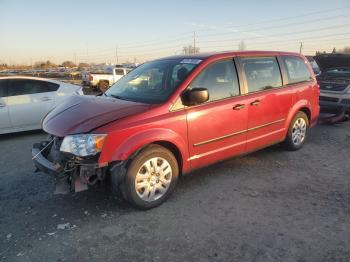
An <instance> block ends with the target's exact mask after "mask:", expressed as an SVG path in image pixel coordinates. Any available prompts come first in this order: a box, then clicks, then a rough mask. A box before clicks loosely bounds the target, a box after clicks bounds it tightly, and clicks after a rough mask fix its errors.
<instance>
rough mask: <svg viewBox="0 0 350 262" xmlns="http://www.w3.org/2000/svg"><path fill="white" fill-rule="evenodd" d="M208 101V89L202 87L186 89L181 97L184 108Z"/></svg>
mask: <svg viewBox="0 0 350 262" xmlns="http://www.w3.org/2000/svg"><path fill="white" fill-rule="evenodd" d="M208 100H209V92H208V89H206V88H202V87H196V88H192V89H188V90H187V91H186V92H185V93H184V94H183V95H182V103H183V104H184V105H186V106H193V105H198V104H201V103H204V102H207V101H208Z"/></svg>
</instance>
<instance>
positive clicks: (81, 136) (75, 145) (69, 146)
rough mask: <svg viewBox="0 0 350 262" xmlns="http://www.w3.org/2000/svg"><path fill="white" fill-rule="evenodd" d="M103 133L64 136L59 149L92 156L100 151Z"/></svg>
mask: <svg viewBox="0 0 350 262" xmlns="http://www.w3.org/2000/svg"><path fill="white" fill-rule="evenodd" d="M106 136H107V135H105V134H81V135H71V136H66V137H65V138H64V139H63V142H62V144H61V148H60V151H61V152H67V153H71V154H74V155H76V156H92V155H96V154H97V153H99V152H101V150H102V147H103V144H104V141H105V139H106Z"/></svg>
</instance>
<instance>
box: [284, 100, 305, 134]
mask: <svg viewBox="0 0 350 262" xmlns="http://www.w3.org/2000/svg"><path fill="white" fill-rule="evenodd" d="M299 111H301V112H304V113H305V114H306V116H307V118H308V120H309V124H310V123H311V104H310V102H309V101H307V100H305V99H303V100H300V101H298V102H297V103H295V104H294V106H293V107H292V109H291V110H290V111H289V114H288V116H287V119H286V122H285V129H286V132H285V135H287V132H288V128H289V126H290V123H291V121H292V120H293V117H294V116H295V114H296V113H298V112H299Z"/></svg>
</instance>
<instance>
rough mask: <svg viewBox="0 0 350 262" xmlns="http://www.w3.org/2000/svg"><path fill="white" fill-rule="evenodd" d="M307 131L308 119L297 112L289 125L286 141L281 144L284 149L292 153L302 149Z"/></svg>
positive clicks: (300, 111)
mask: <svg viewBox="0 0 350 262" xmlns="http://www.w3.org/2000/svg"><path fill="white" fill-rule="evenodd" d="M308 129H309V119H308V117H307V115H306V114H305V113H304V112H301V111H299V112H298V113H297V114H296V115H295V116H294V118H293V119H292V121H291V123H290V126H289V129H288V133H287V137H286V140H285V141H284V142H283V145H284V147H285V148H286V149H288V150H292V151H294V150H298V149H300V148H302V146H303V145H304V143H305V140H306V136H307V131H308Z"/></svg>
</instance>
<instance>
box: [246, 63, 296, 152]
mask: <svg viewBox="0 0 350 262" xmlns="http://www.w3.org/2000/svg"><path fill="white" fill-rule="evenodd" d="M240 60H241V63H242V68H243V75H244V77H245V80H246V85H247V89H248V90H247V91H248V94H247V96H246V97H247V99H248V101H247V105H248V130H247V150H248V151H253V150H256V149H258V148H261V147H265V146H267V145H269V144H273V143H276V142H278V141H280V140H282V139H283V138H284V134H285V122H286V118H287V116H288V112H289V110H290V108H291V106H292V102H293V90H292V89H291V88H284V87H283V83H282V77H281V71H280V68H279V64H278V62H277V59H276V58H275V57H249V58H241V59H240Z"/></svg>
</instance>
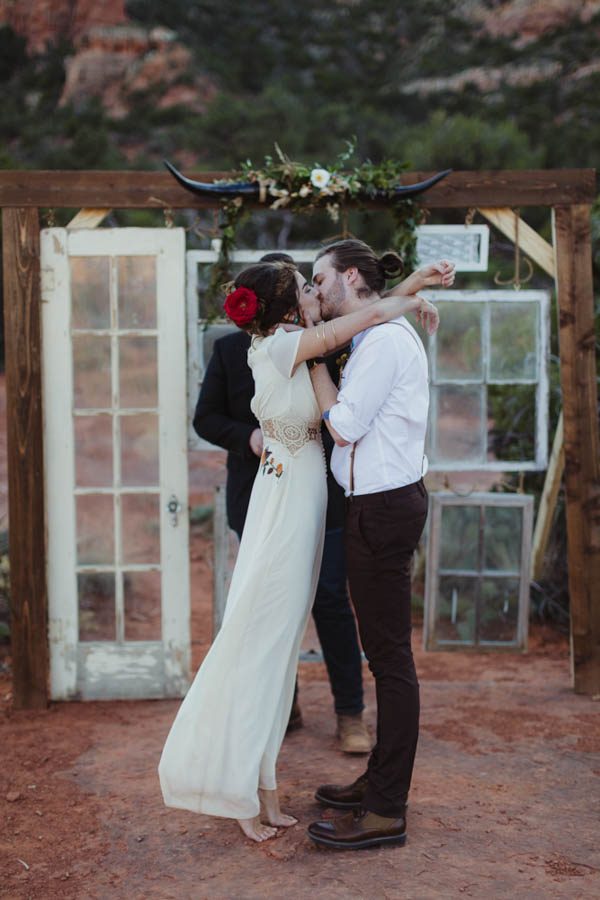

◆ What to produce
Give the listing above again word for word, without its pictures.

◆ Written answer
An <instance> block ends with the target's exact mask after "mask:", expressed as an SVG path in image pixel coordinates. Any available prompts come first in this order: a box, then clicks, then a rough mask. A box before clicks loosely bounds the target, a box after clicks bounds it tightly, and clicks after a rough mask fix its errors.
<instance>
rough mask: <svg viewBox="0 0 350 262" xmlns="http://www.w3.org/2000/svg"><path fill="white" fill-rule="evenodd" d="M208 101V89L202 87L186 89L181 97L184 108Z"/></svg>
mask: <svg viewBox="0 0 350 262" xmlns="http://www.w3.org/2000/svg"><path fill="white" fill-rule="evenodd" d="M208 100H209V92H208V89H206V88H202V87H196V88H192V89H188V90H187V91H186V92H185V93H184V94H183V95H182V103H183V104H184V105H186V106H193V105H198V104H201V103H204V102H207V101H208Z"/></svg>
</instance>
<instance>
positive clicks: (81, 136) (75, 145) (69, 146)
rough mask: <svg viewBox="0 0 350 262" xmlns="http://www.w3.org/2000/svg"><path fill="white" fill-rule="evenodd" d="M103 133L64 136L59 149L92 156L100 151Z"/></svg>
mask: <svg viewBox="0 0 350 262" xmlns="http://www.w3.org/2000/svg"><path fill="white" fill-rule="evenodd" d="M106 136H107V135H105V134H81V135H71V136H66V137H65V138H64V139H63V142H62V144H61V148H60V151H61V152H67V153H71V154H74V155H76V156H92V155H96V154H97V153H99V152H101V150H102V147H103V144H104V141H105V139H106Z"/></svg>
</instance>
<instance>
box: [284, 100, 305, 134]
mask: <svg viewBox="0 0 350 262" xmlns="http://www.w3.org/2000/svg"><path fill="white" fill-rule="evenodd" d="M299 111H301V112H304V113H305V114H306V116H307V118H308V120H309V124H310V123H311V104H310V102H309V101H307V100H305V99H303V100H300V101H298V102H297V103H295V104H294V106H293V107H292V109H291V110H290V111H289V114H288V116H287V119H286V122H285V129H286V132H285V135H287V132H288V128H289V126H290V123H291V121H292V120H293V117H294V116H295V114H296V113H298V112H299Z"/></svg>
</instance>
<instance>
rough mask: <svg viewBox="0 0 350 262" xmlns="http://www.w3.org/2000/svg"><path fill="white" fill-rule="evenodd" d="M307 131L308 119L297 112L289 125L286 141L281 144L284 149L292 153L302 149Z"/></svg>
positive clicks: (300, 111)
mask: <svg viewBox="0 0 350 262" xmlns="http://www.w3.org/2000/svg"><path fill="white" fill-rule="evenodd" d="M308 129H309V119H308V117H307V115H306V114H305V113H304V112H301V111H299V112H298V113H297V114H296V115H295V116H294V118H293V119H292V121H291V123H290V126H289V129H288V133H287V137H286V140H285V141H284V142H283V145H284V147H285V148H286V149H288V150H292V151H294V150H298V149H300V148H302V146H303V145H304V143H305V140H306V136H307V131H308Z"/></svg>
</instance>
<instance>
box: [246, 63, 296, 152]
mask: <svg viewBox="0 0 350 262" xmlns="http://www.w3.org/2000/svg"><path fill="white" fill-rule="evenodd" d="M240 60H241V63H242V68H243V75H244V77H245V80H246V85H247V89H248V90H247V91H248V94H247V96H246V97H247V99H248V101H247V105H248V130H247V150H248V151H253V150H256V149H258V148H261V147H265V146H267V145H269V144H273V143H276V142H278V141H280V140H282V139H283V138H284V134H285V122H286V118H287V116H288V112H289V110H290V108H291V106H292V102H293V90H292V89H291V88H284V87H283V83H282V77H281V71H280V68H279V64H278V62H277V59H276V58H275V57H249V58H241V59H240Z"/></svg>
</instance>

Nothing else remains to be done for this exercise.